Work item:
Please print the entries exactly, omitting each image.

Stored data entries

※ ※ ※

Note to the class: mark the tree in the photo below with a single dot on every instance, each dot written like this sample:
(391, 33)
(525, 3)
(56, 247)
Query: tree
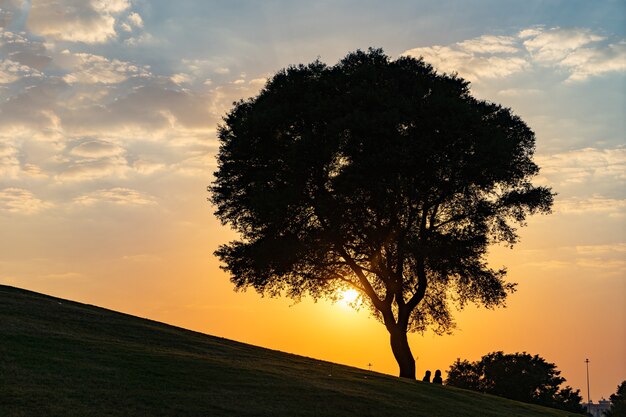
(517, 376)
(618, 402)
(378, 175)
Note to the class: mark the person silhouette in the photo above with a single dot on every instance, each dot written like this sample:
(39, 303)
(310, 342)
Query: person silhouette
(437, 378)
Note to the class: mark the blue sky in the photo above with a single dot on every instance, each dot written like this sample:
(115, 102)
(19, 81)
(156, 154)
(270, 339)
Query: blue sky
(108, 113)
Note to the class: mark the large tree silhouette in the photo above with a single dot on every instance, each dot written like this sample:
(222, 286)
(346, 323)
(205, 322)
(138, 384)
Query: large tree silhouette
(379, 175)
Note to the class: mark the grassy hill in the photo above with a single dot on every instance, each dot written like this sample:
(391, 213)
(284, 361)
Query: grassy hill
(62, 358)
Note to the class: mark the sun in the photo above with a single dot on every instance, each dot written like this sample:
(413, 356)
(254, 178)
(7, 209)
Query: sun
(348, 298)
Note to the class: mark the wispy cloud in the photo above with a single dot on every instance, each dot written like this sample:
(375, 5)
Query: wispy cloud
(88, 21)
(584, 165)
(580, 52)
(21, 201)
(116, 196)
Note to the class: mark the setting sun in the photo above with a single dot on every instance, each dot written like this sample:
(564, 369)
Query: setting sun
(348, 298)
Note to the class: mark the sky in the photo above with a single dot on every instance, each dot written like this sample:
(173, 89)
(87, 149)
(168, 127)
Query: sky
(108, 117)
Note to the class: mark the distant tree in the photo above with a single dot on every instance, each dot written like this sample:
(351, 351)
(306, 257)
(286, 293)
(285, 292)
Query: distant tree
(378, 175)
(518, 376)
(618, 402)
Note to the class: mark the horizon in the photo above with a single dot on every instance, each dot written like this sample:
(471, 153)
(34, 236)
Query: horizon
(108, 140)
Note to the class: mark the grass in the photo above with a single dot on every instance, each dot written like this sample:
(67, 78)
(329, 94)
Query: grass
(62, 358)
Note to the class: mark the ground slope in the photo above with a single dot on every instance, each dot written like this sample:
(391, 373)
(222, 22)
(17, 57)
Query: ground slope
(62, 358)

※ ※ ※

Task solution:
Note to the class: mark the tree in the photo below with a single dot on every instance, each dot written like this sample:
(391, 33)
(525, 3)
(56, 247)
Query: tree
(517, 376)
(618, 402)
(378, 175)
Note to the class: mark the person silhouette in the photo above with a single dot on every instance, each dot written like this sample:
(39, 303)
(310, 342)
Query: person silhouette
(437, 378)
Note to the class: mark the blue sky in the photo above with a single dot on every instance, each dot written like this sample:
(115, 102)
(19, 81)
(156, 154)
(270, 339)
Query: blue sky
(108, 113)
Note to the class: mark the large tree silhouette in the photo above with a single dot on every instance, each dot written like this sample:
(222, 286)
(346, 323)
(205, 322)
(138, 384)
Query: large tree silhouette
(379, 175)
Note to the class: mark the grassy hill in the photo above with a single dot on every instance, each dot written like this sample:
(391, 213)
(284, 361)
Query: grassy hill
(62, 358)
Note to the class: mark the sun in the photo above with a single dot on every instance, each dot written like this sample:
(413, 356)
(254, 178)
(7, 209)
Query: sun
(348, 298)
Note to the class: mark the wispy cloud in the photo above with a single dot on every instance, each dot written like this sample:
(375, 5)
Query: wispy cloud
(88, 21)
(584, 165)
(580, 52)
(21, 201)
(116, 196)
Note to the class: mark the setting sun in the photo above with a single dot on every instance, each dot written like this sample:
(564, 369)
Query: setting sun
(348, 298)
Note to the class: mark the sky in the photo above with a single dot on every instance, each dot written like this sample:
(173, 89)
(87, 149)
(168, 127)
Query: sky
(108, 117)
Note to the class: mark the distant tree in the photo above with a single dot on every instance, each dot written like this sample:
(351, 351)
(306, 257)
(286, 293)
(285, 292)
Query: distant tree
(378, 175)
(518, 376)
(618, 402)
Note to the class: mark the horizon in the photo above with a single dot on every instance, each dot written like this sample:
(471, 153)
(34, 236)
Query: horizon
(108, 140)
Note to the class: mark the grass in the photo above with a single dot on every instance, each dot written like this sample:
(67, 78)
(329, 94)
Query: grass
(62, 358)
Note to the class: mark the ground slope in the photo above with a single dot on every instance, each dot written like this sample:
(391, 373)
(222, 22)
(17, 57)
Query: ground slope
(62, 358)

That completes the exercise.